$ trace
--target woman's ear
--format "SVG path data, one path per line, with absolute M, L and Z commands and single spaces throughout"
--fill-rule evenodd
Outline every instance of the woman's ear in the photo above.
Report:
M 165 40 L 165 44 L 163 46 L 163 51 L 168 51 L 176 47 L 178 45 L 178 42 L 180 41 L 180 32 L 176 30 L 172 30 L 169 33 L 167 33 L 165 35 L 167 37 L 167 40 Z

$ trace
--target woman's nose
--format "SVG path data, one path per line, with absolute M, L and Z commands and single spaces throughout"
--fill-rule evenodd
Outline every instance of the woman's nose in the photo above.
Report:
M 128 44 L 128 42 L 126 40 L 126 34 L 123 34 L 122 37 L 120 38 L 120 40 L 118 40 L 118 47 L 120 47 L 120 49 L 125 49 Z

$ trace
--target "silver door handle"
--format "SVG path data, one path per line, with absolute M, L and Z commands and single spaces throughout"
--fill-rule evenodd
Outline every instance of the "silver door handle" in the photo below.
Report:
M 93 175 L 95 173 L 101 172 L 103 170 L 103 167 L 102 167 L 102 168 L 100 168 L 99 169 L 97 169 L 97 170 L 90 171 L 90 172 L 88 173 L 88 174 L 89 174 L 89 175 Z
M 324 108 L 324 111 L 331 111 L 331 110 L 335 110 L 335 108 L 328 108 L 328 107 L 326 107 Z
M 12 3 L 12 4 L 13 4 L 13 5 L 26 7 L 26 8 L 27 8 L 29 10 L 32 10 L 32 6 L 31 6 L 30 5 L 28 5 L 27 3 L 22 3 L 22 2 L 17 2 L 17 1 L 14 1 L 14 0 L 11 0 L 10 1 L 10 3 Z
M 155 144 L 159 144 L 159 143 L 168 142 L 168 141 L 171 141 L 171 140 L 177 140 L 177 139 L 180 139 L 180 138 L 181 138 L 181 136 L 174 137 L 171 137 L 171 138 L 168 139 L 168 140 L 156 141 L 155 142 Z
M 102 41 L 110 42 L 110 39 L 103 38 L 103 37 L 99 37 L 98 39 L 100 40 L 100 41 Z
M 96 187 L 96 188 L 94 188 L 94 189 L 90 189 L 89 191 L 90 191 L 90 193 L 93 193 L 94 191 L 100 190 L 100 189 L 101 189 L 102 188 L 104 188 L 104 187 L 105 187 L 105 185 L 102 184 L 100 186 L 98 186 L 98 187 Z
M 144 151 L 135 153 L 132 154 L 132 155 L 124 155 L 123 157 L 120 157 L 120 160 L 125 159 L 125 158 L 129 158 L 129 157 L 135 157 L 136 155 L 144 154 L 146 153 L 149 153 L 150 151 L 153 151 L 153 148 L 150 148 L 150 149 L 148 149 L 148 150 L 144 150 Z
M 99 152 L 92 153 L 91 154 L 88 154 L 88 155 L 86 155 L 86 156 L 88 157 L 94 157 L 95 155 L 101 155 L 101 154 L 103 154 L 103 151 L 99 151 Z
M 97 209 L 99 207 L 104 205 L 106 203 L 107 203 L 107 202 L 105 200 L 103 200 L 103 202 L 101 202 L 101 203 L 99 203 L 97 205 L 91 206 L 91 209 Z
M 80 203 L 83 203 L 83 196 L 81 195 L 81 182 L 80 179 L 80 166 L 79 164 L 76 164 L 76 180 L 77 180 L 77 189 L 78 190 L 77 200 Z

::::::

◆ Exercise
Rewrite the rows from the first line through the line with "M 128 44 L 128", replacing each "woman's" with "person's" and leaving everything else unchanged.

◆ Exercise solution
$ trace
--target person's ear
--format "SVG path data, one path per line, with absolute M, L and Z commands and single spaces throughout"
--fill-rule evenodd
Outline every instance of the person's ear in the photo above.
Report:
M 165 40 L 165 44 L 163 46 L 163 51 L 168 51 L 176 47 L 178 45 L 178 42 L 180 41 L 180 32 L 176 30 L 172 30 L 169 33 L 167 33 L 165 35 L 167 37 L 167 40 Z

$ trace
--target person's nose
--format "SVG path data, one path per line, with absolute M, L and Z commands and single spaces throughout"
--fill-rule evenodd
Outline every instance of the person's nose in the photo above.
Report:
M 128 44 L 128 42 L 126 40 L 126 34 L 123 34 L 122 37 L 120 38 L 120 40 L 118 40 L 118 47 L 120 47 L 120 49 L 125 49 Z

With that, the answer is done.